# GIVEN PASSAGE

| I can talk a lot about this, since this is the space I've spent a lot in experimenting. All I will say is that all these detectors (a) create a ton of false-positives, and (b) are incredibly easy to bypass if you know what you are doing. As an example, one method that I found that works extremely well is to simply rewrite the article section by section with instructions that require to mimic the writing style of an arbitrary block of human written text. This works a lot better than (as an example) asking to write in a specific style. Like, if I just say something along the lines of "write in a casual style that conveys lightheartedness towards the topic" is not going to work as good as simply saying "rewrite mimicking the style in which the following text block is written X" (where X is an example of a block of human written text). There are some silly things that will (a) trigger human written text to be detected as a AI and (b) that allow to avoid AI detection, e.g. using broad dictionary tends to trigger AI bots to detect the text as written by AI. So if you are using Grammarly to "improve your writing", then don't be surprised if it gets flagged. The inverse is true too. If you some statistical analyzes to replace less common expressions with more common expressions, AI-text is less likely to be detected as AI. If someone is interested, I can talk a lot more about hundreds of experiments I've done by now. |
So I'm a researcher in vision generation and haven't read too much about LLM detection but am aware of the error rates you mention. I have questions...
What I'm absolutely surprised by is the use of perplexity for detection. Why would you target perplexity? LMs are minimizing NLL/entropy. Then instruct based models are even more tuning in that direction such that the you're minimizing the cross-entropy as compared to human output (or at least human desired output). Which makes it obvious that it would flag generic or common patterns as AI generated. But I'm just absolutely baffled that this is the main metric being used, and in the case of this paper, the only metric. It also gives a very easy way to fool these detectors since it would suggest just throwing in a random word or spelling mistakes would throw off detection given that such actions clearly increase perplexity. To me this sounds like using a GAN's detector to identify outputs of GANs (the whole training method is about trying to fool the detector!) (Obviously I'm also not buying the zero-shot claim).

# RECORDED INFORMATION

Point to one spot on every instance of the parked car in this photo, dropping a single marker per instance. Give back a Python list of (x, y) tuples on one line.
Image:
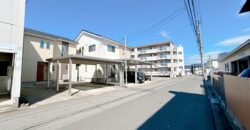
[(245, 73), (131, 77)]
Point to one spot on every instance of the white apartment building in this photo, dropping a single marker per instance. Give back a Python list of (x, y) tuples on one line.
[(167, 59), (91, 44), (11, 48)]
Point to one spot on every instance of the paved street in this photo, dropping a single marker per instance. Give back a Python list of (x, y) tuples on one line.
[(177, 103)]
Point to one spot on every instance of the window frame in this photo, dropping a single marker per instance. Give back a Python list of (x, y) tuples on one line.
[(111, 48), (48, 45), (91, 49)]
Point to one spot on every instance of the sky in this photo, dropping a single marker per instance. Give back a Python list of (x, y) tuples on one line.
[(222, 28)]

# INSTRUCTIONS TO FOLLOW
Turn the paragraph in the forum thread above that starts "What I'm absolutely surprised by" into a short bulleted list that keeps its main points.

# RESULT OF THE EXERCISE
- The writer is surprised that perplexity is used to detect AI text. It is the main metric in general and the only one in this paper.
- Language models work to minimize NLL/entropy. Instruction-tuned models go further and minimize cross-entropy against human output, or at least human-desired output.
- That makes it obvious that generic or common patterns would be flagged as AI-generated.
- It also makes the detectors easy to fool. Adding a random word or spelling mistakes raises perplexity and would throw off detection.
- The writer likens this to using a GAN's detector to spot GAN outputs, since GAN training is all about fooling the detector.
- The writer also doesn't believe the zero-shot claim.